Required work »
Can you give these items again with "Spot each" swapped for "Locate each" everywhere it occurs, changing nothing else?

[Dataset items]
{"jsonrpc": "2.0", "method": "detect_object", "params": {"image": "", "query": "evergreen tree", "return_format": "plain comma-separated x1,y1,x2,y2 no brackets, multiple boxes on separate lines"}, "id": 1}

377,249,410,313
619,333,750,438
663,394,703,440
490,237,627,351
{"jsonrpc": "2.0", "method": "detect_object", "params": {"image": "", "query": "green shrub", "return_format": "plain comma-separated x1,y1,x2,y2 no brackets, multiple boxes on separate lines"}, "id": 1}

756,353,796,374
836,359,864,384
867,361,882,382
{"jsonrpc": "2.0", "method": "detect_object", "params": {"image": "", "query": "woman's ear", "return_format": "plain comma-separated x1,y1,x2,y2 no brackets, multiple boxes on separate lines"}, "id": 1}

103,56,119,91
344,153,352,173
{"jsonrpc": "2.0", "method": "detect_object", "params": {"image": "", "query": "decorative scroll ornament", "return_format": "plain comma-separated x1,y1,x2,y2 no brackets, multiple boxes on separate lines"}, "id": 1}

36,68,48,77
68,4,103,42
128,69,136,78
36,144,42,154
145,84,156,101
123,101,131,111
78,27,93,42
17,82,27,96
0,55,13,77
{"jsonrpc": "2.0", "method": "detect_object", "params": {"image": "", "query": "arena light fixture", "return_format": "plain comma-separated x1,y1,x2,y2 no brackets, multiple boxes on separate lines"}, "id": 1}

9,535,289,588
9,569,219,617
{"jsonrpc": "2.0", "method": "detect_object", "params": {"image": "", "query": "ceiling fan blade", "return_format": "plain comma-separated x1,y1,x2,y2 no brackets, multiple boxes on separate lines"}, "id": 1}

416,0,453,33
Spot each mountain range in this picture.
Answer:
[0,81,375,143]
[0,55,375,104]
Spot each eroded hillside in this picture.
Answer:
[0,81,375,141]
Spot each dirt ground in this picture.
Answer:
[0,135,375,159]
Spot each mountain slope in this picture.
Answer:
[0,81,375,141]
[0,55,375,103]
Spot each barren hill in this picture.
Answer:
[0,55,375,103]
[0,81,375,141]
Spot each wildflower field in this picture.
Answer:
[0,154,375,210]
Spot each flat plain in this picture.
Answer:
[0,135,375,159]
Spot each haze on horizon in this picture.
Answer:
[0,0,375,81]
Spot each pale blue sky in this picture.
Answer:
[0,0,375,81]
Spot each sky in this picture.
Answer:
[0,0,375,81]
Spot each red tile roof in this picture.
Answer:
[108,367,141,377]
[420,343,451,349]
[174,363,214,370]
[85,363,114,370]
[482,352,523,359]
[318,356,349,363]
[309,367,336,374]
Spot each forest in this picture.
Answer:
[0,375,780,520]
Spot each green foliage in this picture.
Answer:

Solution below »
{"jsonrpc": "2.0", "method": "detect_object", "params": {"image": "", "query": "evergreen tree", "return_format": "plain comma-separated x1,y1,x2,y2 no brackets, multiple boxes on separate lines"}, "id": 1}

377,249,410,313
619,333,750,438
663,394,703,440
490,237,627,351
{"jsonrpc": "2.0", "method": "detect_object", "params": {"image": "", "query": "green shrub", "return_format": "plain comma-separated x1,y1,x2,y2 no brackets, multiple boxes on separate lines"}, "id": 1}

756,353,796,374
836,359,864,384
867,361,882,382
{"jsonrpc": "2.0", "method": "detect_object", "params": {"image": "", "query": "woman's ear", "return_format": "plain comma-separated x1,y1,x2,y2 no brackets, multiple boxes on separate lines"}, "id": 1}

103,56,119,91
344,153,352,173
{"jsonrpc": "2.0", "method": "detect_object", "params": {"image": "", "query": "decorative scroll ornament", "return_format": "plain comma-separated x1,y1,x2,y2 no brackets, multiple boxes on separate lines"}, "id": 1}

36,68,48,77
68,4,103,42
128,69,136,78
36,144,42,154
145,84,156,101
123,101,131,111
78,27,93,42
17,82,27,96
0,55,13,77
{"jsonrpc": "2.0", "method": "detect_object", "params": {"image": "", "query": "arena light fixture", "return_format": "plain comma-separated x1,y1,x2,y2 no brackets, multiple boxes on separate lines"}, "id": 1}

9,535,289,588
9,569,219,617
{"jsonrpc": "2.0", "method": "detect_object", "params": {"image": "", "query": "ceiling fan blade", "return_format": "plain comma-separated x1,y1,x2,y2 no brackets, multiple boxes on separate lines"}, "id": 1}

416,0,453,33
Locate each mountain range in this picture.
Answer:
[0,81,375,143]
[0,55,375,104]
Locate each eroded hillside in this picture.
Answer:
[0,81,375,141]
Locate each dirt ground in this picture.
Answer:
[0,135,375,159]
Locate each mountain slope in this picture.
Answer:
[0,81,375,141]
[0,55,375,103]
Locate each barren hill in this picture.
Answer:
[0,55,375,103]
[0,81,375,141]
Locate each wildflower field in this picture.
Answer:
[0,154,375,210]
Locate each flat plain in this picture.
Answer:
[0,135,375,159]
Locate each haze on horizon in this picture.
Answer:
[0,0,375,81]
Locate each pale blue sky in this picture.
Answer:
[0,0,375,81]
Locate each sky in this picture.
Answer:
[0,0,375,81]
Locate each red tile roof in this picture.
Answer:
[108,367,141,377]
[420,343,451,349]
[174,363,214,370]
[85,363,114,370]
[482,352,523,359]
[318,356,349,363]
[309,367,336,374]
Locate each forest in this picture.
Answer:
[0,375,780,520]
Locate each green foliage in this picture.
Answer:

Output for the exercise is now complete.